>> begin Dataset records
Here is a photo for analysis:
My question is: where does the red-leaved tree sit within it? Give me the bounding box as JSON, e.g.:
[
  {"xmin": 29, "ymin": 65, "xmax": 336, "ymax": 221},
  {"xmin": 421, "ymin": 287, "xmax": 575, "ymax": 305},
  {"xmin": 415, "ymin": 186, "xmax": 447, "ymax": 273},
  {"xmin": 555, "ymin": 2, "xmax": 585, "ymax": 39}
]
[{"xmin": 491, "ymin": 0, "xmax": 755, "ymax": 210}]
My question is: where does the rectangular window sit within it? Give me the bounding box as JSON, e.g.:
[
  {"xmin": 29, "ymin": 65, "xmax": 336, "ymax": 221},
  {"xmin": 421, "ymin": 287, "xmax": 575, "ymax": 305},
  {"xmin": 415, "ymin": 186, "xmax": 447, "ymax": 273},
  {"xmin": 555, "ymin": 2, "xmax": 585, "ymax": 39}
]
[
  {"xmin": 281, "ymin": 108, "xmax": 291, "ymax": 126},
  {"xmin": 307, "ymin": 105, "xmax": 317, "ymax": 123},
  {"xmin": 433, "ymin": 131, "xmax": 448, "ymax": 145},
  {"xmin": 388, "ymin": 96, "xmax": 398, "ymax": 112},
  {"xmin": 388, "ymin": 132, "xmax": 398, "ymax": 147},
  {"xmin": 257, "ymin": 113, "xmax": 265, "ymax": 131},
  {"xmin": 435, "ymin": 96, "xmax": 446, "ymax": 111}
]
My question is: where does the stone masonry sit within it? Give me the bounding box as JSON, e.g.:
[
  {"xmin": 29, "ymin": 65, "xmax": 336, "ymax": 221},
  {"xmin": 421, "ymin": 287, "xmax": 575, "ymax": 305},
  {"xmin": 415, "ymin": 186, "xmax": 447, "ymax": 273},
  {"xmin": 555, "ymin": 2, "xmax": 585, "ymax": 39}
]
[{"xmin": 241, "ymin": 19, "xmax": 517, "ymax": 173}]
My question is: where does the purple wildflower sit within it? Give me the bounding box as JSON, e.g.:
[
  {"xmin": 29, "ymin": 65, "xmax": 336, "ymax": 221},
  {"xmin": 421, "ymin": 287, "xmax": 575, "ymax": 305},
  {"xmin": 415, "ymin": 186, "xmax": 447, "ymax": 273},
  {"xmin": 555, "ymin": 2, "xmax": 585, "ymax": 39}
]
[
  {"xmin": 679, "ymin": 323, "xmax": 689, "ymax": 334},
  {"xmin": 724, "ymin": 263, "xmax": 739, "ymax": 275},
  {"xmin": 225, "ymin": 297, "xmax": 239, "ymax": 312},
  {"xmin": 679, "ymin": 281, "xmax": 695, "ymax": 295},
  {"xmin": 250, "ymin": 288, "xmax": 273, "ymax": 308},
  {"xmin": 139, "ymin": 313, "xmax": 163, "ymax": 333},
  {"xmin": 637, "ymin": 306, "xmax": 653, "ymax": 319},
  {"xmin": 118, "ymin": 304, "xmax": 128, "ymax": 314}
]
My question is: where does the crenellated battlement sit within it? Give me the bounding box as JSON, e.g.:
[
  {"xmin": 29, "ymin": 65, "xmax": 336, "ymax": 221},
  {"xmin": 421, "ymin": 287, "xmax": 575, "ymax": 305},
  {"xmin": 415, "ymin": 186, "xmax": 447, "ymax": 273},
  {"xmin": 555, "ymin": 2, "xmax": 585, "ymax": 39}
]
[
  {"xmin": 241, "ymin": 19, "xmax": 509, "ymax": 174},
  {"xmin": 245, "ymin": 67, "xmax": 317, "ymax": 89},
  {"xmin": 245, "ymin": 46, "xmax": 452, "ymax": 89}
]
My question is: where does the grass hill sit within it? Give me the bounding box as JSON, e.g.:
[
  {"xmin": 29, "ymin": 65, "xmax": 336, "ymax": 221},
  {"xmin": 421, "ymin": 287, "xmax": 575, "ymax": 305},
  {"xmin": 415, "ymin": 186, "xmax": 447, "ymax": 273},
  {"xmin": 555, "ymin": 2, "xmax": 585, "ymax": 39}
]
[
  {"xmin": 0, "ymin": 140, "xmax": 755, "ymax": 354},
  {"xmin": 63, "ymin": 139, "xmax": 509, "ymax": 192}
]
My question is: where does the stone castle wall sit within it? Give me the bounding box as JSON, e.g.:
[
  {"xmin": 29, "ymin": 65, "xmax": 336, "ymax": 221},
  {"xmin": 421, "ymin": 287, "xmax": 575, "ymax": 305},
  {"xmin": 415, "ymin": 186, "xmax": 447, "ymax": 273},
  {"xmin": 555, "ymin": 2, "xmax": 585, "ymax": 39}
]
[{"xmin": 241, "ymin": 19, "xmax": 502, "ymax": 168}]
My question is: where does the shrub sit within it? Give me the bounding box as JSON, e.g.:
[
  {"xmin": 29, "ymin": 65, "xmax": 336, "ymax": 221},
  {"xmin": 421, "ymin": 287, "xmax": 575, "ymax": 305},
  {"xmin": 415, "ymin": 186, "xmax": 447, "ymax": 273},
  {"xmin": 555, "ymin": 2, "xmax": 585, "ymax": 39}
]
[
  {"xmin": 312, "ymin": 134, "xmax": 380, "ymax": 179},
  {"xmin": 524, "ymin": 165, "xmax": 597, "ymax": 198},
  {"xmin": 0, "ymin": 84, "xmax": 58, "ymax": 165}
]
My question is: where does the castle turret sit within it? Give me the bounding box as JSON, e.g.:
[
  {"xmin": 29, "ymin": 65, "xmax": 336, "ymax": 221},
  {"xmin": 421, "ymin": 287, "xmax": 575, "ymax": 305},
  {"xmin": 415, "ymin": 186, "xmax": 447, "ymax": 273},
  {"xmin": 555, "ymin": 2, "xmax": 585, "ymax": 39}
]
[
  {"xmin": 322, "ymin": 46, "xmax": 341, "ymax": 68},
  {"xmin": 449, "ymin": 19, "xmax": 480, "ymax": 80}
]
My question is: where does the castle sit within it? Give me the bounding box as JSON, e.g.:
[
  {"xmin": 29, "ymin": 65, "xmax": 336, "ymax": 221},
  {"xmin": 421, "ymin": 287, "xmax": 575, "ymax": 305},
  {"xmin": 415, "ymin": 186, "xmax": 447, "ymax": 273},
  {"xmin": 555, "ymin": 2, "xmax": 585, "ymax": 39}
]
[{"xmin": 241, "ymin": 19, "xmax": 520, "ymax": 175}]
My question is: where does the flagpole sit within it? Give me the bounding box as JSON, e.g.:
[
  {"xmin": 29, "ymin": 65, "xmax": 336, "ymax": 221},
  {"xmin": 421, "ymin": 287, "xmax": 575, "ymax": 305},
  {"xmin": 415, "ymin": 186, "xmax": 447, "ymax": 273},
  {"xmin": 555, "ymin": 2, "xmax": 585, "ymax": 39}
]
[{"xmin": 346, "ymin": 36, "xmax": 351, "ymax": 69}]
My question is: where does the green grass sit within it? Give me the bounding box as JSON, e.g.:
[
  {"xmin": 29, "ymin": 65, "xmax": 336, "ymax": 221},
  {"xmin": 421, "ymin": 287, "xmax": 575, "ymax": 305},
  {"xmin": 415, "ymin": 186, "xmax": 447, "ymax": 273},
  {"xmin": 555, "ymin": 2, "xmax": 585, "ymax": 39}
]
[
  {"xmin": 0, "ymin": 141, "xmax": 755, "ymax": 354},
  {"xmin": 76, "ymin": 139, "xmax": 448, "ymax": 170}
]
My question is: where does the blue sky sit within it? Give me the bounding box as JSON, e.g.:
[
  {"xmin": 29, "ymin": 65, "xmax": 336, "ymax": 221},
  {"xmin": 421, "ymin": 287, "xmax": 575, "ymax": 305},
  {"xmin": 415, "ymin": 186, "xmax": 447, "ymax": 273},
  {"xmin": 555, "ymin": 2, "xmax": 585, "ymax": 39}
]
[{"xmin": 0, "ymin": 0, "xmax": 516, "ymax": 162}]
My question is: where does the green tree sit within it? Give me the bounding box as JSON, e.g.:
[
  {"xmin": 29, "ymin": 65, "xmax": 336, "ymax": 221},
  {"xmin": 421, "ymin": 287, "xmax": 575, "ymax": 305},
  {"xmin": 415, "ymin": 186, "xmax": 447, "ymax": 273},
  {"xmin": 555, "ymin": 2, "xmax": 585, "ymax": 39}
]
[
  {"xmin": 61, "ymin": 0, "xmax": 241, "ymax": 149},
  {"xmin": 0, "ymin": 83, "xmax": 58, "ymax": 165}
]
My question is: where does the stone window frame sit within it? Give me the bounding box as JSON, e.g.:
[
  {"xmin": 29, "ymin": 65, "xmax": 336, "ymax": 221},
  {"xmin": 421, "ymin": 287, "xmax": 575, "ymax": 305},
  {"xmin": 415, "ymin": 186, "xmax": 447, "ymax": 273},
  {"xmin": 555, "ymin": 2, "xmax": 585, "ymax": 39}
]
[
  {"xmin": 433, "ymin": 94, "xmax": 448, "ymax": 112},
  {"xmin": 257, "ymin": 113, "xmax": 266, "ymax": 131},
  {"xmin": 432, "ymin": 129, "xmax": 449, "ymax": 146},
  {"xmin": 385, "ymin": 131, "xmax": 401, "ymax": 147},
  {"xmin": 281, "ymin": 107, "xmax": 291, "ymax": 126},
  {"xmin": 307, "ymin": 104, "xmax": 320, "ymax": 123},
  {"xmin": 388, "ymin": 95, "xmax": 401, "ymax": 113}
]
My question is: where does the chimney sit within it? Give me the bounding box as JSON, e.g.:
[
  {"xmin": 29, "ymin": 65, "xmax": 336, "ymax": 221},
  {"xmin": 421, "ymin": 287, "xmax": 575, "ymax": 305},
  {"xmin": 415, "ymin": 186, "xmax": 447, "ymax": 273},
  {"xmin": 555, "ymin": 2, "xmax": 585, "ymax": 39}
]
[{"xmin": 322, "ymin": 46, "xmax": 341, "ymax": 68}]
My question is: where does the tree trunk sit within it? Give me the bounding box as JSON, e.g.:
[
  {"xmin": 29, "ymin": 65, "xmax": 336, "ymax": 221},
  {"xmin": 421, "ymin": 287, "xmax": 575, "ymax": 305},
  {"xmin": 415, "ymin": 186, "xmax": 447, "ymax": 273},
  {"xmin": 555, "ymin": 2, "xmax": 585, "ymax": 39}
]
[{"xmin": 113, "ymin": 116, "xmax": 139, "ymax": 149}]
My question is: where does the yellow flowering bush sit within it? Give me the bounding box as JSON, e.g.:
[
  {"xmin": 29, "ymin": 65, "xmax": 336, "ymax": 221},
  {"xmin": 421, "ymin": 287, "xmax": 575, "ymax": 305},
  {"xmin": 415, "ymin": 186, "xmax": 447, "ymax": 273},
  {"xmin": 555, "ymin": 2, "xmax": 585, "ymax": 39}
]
>> end Dataset records
Find every line in the stored dataset items above that contains the word "castle", and copy each one. Matching is case-sensitive.

Task response
My question is: where does the stone castle wall sit within it? Give me the bounding box as JSON, e.g.:
My question is: where does the castle turret sit within it? Give me the bounding box as JSON, e.g.:
My question is: where does the castle sit within it? Give me the bounding box as JSON, e.g.:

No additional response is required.